--- Start Provided data ---

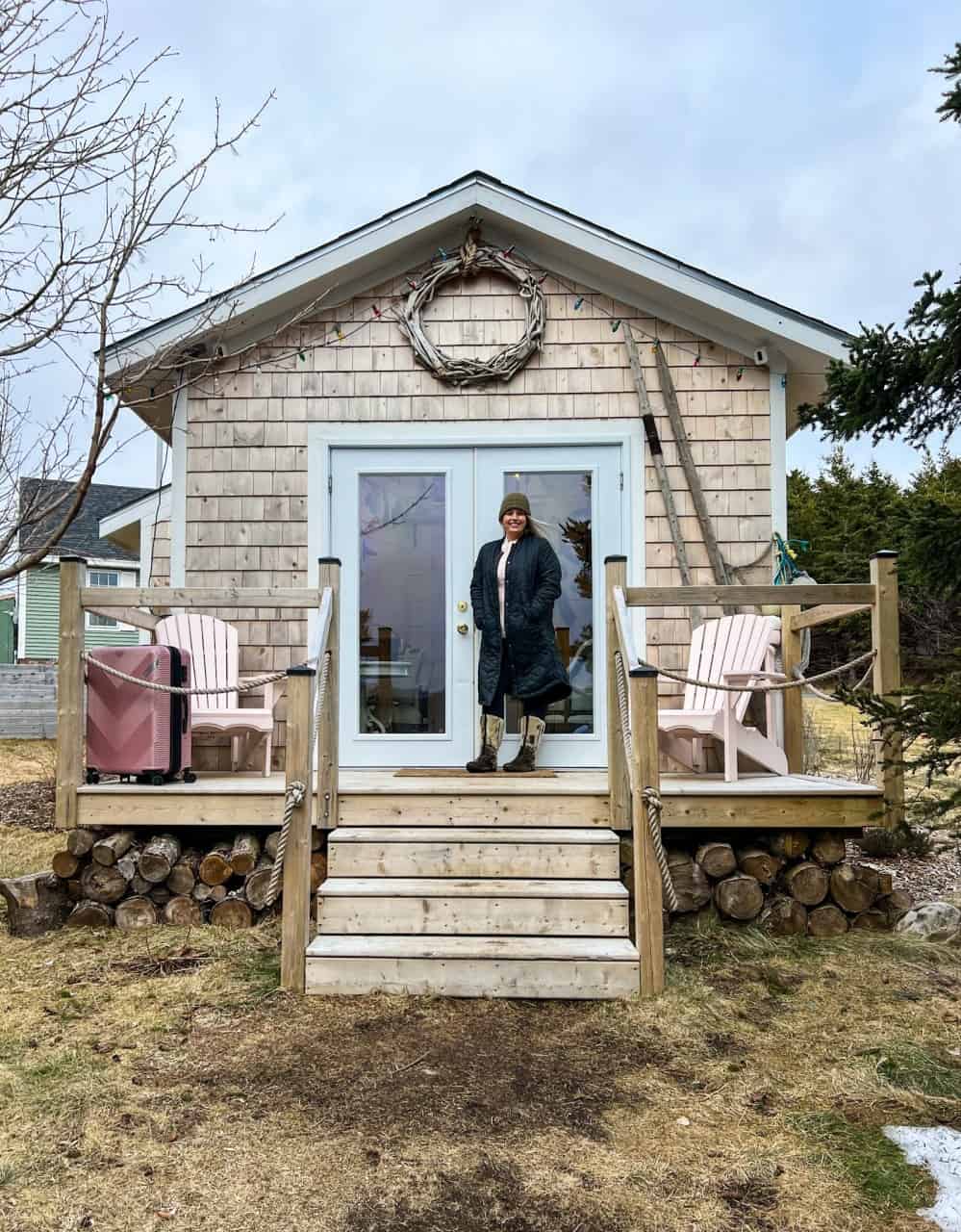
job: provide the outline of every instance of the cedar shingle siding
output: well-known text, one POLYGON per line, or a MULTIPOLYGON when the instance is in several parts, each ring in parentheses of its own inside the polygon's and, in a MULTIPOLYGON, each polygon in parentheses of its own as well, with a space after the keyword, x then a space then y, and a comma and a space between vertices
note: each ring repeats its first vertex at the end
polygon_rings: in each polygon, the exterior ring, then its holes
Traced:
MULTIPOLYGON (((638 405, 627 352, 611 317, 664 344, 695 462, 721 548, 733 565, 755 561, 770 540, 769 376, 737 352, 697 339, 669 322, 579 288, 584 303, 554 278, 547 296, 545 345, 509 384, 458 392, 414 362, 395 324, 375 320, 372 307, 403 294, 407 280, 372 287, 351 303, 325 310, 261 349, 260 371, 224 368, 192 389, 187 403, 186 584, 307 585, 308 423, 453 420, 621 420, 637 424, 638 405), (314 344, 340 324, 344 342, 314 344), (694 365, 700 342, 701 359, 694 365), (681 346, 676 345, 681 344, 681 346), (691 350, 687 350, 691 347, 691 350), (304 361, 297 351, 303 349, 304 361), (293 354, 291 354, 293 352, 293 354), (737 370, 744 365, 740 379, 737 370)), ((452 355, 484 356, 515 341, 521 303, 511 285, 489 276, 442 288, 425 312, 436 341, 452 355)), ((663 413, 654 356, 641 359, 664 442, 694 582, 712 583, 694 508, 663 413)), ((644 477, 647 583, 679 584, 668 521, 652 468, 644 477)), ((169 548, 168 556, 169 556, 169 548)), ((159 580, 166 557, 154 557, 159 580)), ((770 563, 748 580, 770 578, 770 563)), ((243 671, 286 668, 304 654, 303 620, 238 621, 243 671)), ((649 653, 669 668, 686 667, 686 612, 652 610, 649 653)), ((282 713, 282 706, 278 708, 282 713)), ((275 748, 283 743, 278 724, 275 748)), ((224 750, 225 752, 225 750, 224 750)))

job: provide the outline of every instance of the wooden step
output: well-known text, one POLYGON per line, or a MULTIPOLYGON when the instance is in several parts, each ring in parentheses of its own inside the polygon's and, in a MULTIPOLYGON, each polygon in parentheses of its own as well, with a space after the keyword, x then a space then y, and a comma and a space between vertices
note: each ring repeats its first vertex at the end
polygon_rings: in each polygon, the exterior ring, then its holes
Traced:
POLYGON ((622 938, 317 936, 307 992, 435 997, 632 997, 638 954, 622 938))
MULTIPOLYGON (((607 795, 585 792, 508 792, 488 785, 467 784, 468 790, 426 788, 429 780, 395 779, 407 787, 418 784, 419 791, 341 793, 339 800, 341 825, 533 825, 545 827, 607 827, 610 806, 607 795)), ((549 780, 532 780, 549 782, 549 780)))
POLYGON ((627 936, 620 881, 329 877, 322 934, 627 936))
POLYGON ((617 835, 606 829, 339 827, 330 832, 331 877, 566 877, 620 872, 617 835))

--- End Provided data ---
--- Start Provided data ---

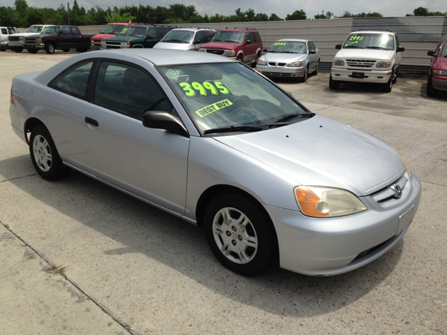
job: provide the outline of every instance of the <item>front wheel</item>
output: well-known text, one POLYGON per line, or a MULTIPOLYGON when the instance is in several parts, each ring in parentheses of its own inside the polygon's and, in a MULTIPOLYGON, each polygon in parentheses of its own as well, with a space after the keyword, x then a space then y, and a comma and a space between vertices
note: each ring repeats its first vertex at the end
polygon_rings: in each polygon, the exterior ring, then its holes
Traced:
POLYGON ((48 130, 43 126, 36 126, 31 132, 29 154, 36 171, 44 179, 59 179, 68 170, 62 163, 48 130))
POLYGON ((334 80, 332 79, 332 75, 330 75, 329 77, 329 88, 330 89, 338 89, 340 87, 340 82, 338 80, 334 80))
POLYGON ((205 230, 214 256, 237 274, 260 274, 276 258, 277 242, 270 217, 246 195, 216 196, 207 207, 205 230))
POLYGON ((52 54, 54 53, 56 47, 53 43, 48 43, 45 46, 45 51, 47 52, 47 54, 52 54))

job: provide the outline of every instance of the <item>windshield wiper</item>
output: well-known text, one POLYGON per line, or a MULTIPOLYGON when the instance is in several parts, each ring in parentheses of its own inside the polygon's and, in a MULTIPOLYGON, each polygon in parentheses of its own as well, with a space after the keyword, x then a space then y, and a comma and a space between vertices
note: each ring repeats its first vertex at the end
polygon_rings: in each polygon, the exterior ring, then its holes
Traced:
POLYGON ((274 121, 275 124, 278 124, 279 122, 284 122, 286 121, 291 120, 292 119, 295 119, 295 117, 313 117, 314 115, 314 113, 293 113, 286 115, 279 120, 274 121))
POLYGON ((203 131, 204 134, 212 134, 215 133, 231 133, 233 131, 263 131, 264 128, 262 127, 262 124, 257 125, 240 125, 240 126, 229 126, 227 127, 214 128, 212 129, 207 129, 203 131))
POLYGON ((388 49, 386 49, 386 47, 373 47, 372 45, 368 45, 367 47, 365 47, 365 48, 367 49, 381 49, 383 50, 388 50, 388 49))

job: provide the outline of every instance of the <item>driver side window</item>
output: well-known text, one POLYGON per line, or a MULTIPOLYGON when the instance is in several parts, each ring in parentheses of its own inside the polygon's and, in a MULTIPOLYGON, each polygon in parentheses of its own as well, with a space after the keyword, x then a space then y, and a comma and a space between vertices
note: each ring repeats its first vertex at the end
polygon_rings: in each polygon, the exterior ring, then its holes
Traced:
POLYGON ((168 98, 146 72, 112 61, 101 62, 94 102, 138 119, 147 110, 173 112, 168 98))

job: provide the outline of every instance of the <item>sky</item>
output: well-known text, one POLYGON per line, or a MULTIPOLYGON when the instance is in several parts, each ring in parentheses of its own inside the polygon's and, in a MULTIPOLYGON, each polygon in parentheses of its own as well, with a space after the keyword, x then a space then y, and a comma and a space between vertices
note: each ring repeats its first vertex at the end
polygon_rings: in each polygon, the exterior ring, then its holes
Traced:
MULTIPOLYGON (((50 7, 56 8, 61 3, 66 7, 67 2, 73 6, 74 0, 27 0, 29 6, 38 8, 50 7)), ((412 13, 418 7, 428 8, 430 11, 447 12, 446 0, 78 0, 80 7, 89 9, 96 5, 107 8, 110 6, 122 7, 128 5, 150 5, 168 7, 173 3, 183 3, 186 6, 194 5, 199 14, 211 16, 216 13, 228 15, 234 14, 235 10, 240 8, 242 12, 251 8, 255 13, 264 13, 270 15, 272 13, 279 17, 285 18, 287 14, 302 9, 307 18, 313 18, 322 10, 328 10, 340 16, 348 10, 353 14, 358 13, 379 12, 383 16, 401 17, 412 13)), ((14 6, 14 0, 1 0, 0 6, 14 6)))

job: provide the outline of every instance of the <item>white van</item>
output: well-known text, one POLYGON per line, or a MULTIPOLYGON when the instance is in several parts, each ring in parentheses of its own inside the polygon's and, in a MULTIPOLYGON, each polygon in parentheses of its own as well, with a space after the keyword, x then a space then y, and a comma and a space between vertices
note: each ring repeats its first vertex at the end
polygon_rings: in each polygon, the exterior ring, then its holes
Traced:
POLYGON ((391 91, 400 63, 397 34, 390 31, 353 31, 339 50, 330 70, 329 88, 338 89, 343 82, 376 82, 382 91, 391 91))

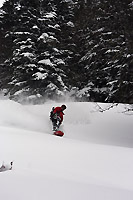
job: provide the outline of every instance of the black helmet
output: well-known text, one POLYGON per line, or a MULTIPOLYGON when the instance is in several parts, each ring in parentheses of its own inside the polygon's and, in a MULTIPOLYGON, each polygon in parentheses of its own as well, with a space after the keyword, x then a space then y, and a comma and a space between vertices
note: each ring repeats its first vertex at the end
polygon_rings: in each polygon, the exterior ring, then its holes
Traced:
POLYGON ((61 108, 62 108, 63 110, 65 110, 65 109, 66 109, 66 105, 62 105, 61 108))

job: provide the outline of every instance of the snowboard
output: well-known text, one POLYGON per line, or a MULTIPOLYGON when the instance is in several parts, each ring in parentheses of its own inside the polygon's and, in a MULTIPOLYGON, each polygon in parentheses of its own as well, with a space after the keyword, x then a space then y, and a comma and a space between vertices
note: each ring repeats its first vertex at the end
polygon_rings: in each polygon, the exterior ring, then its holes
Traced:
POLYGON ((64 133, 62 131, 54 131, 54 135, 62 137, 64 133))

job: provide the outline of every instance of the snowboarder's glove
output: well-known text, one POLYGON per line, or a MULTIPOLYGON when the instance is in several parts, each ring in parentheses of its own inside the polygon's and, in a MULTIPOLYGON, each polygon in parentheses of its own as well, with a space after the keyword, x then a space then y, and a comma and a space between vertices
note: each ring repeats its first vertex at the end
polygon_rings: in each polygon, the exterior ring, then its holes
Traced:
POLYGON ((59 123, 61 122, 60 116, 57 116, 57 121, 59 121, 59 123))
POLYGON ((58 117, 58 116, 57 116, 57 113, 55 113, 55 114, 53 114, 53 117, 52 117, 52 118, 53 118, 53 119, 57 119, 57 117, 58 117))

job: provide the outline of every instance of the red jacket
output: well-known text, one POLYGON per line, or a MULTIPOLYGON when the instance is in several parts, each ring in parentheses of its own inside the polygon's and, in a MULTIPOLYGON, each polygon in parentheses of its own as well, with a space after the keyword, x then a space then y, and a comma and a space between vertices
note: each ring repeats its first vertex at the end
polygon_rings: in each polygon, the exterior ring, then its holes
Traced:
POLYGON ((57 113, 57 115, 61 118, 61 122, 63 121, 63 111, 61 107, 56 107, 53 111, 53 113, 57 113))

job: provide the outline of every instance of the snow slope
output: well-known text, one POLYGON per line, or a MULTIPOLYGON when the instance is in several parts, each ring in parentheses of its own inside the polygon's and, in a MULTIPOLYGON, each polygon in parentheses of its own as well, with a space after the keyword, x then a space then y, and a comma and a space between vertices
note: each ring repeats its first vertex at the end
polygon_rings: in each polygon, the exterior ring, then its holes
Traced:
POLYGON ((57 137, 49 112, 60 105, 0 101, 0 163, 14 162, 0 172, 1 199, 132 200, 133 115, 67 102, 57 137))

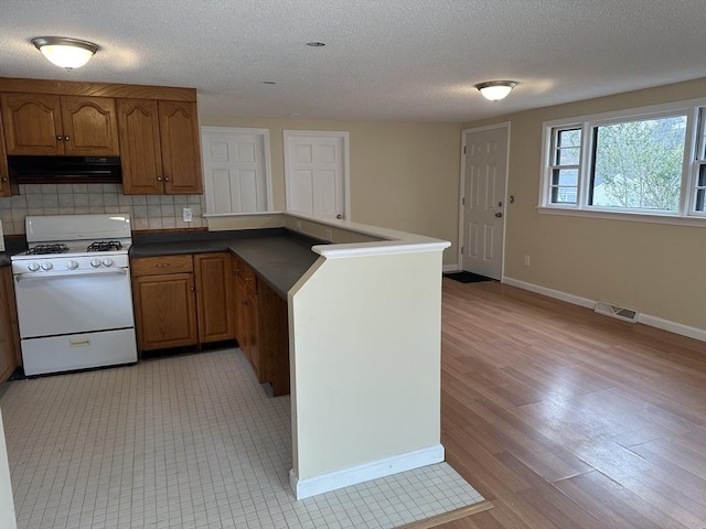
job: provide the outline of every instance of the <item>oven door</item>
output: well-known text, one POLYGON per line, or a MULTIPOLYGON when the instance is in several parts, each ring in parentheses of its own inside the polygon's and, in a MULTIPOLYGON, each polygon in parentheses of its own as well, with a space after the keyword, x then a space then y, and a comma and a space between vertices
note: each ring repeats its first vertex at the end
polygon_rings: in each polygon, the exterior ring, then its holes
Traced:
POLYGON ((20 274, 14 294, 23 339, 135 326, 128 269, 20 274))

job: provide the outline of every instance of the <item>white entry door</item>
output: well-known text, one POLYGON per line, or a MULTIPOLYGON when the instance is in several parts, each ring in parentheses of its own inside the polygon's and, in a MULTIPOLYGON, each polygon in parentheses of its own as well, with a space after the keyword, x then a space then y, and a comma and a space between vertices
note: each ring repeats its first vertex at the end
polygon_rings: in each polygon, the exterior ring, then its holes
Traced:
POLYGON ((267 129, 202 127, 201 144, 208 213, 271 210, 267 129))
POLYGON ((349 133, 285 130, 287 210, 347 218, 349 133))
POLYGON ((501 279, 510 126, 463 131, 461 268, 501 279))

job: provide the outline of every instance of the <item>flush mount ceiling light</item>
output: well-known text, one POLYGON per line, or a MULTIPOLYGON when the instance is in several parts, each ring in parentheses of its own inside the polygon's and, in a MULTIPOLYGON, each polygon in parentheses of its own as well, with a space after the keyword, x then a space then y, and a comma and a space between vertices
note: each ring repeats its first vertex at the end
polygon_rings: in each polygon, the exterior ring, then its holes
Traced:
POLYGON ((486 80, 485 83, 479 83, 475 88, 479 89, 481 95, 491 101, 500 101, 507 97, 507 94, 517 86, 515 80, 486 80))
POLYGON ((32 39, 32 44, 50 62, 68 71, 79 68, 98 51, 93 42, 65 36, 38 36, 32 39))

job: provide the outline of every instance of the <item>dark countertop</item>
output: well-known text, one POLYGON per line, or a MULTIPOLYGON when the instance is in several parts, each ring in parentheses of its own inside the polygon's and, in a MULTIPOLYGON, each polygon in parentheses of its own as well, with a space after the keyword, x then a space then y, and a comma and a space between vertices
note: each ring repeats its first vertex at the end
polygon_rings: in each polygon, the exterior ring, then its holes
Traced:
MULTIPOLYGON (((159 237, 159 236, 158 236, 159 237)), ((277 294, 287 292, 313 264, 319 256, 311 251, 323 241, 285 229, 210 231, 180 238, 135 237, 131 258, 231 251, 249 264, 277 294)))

--- End Provided data ---
--- Start Provided data ---

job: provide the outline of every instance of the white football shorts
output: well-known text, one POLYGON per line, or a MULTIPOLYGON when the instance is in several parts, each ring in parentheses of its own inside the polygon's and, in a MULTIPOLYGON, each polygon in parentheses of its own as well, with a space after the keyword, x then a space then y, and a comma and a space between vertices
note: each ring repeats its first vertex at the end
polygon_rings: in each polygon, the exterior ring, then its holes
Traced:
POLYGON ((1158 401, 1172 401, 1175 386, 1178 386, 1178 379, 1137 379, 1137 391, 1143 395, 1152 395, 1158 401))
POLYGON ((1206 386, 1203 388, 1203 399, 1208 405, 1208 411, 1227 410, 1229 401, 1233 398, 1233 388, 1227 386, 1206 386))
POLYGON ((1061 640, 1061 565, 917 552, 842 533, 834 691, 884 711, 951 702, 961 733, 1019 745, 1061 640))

--- End Provided data ---

● Exercise
Retype the part of the material that opens with the line containing "job: provide the outline of every instance of the black" and closes with the line containing "POLYGON ((64 133, 62", reproducing each line without change.

● Answer to the exercise
job: provide the outline of every instance of the black helmet
output: well-known text, one POLYGON per line, or a MULTIPOLYGON when the instance is in several parts, each ring in parentheses of its own inside the polygon's and, in a MULTIPOLYGON, each polygon in parentheses of its own as well, with a space after the keyword, x then a space then y, and a comma and a space between vertices
note: each ring repeats its first vertex at the end
polygon_rings: in each polygon, the exterior ring, then its holes
Traced:
POLYGON ((61 108, 62 108, 63 110, 65 110, 65 109, 66 109, 66 105, 62 105, 61 108))

job: provide the outline of every instance of the snowboard
output: well-known text, one POLYGON per line, or a MULTIPOLYGON when the instance is in several parts, each ring in parentheses of its own inside the polygon's and, in a MULTIPOLYGON, each polygon in parentheses of its own as well, with a space after the keyword, x then a space then y, and a comma and a space between vertices
note: each ring repeats its first vertex at the end
polygon_rings: in each polygon, the exterior ring, then its holes
Traced:
POLYGON ((64 133, 62 131, 54 131, 54 135, 62 137, 64 133))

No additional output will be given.